Living Desert Zoo and Gardens State Park will have a contest to
name one of the tortoise pairs. The other pair came to the park
as “Mr. and Mrs. Belaroux.”
Frank Walker, a Living Desert wildlife culturist, worked for the
Turner Fund prior to joining New Mexico State Parks, and he introduced
the park to the Turner Fund. Holly Payne, Living Desert's general
curator, will be in charge of managing a Bolson-tortoise-population
database that includes genetic information and breeding history
on tortoises both at the park and in the Appleton tortoise population.
Accredited by the Association of Zoos and Aquariums , Living Desert
Zoo and Gardens State Park actively participates in species conservation
and is dedicated to the plants and animals of the Chihuahuan Desert
ecosystem. The Bolson-tortoise-conservation partnership complements
the zoo's involvement in the Species Survival Plan for the Mexican
Wolf, another federally endangered species.
For more information, contact Living Desert Zoo and Gardens State
Park at (505) 887-5516 or www.nmparks.com. For information on the
Turner Endangered Species Fund, log onto http://tesf.org/turner/tesf/.
Wildlife babies—leave them alone!
The New Mexico Department of Game and Fish receives numerous calls
each year from concerned individuals who find what they think are
orphaned or abandoned wildlife young. Some of these people pick
up the animals and take them to local veterinarians, zoos, or their
local Department of Game and Fish offices. While these individuals
have no intention of harming the young animals, people need to realize
that picking up the babies greatly decreases their chances of survival.

### WORK TASK:
In the wildlife news text above, list every place where some people take young animals they have picked up.

### RECORDED DATA:
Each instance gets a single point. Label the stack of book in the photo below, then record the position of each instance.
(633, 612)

---

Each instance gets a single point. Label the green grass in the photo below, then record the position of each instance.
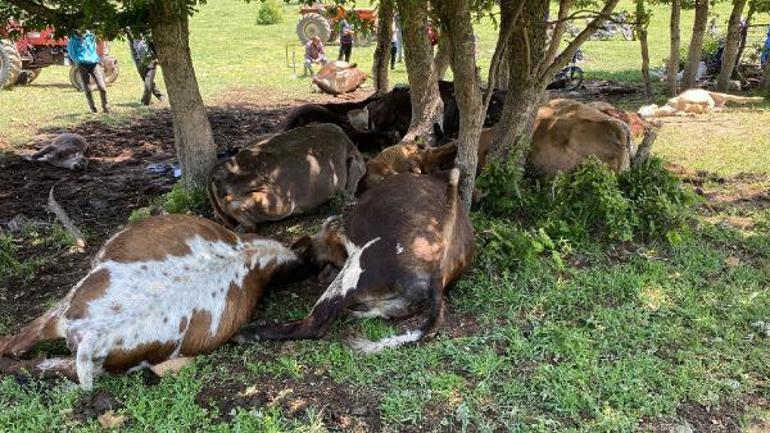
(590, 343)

### SOLUTION TO THE EXERCISE:
Local veterinarians, zoos, and their local Department of Game and Fish offices.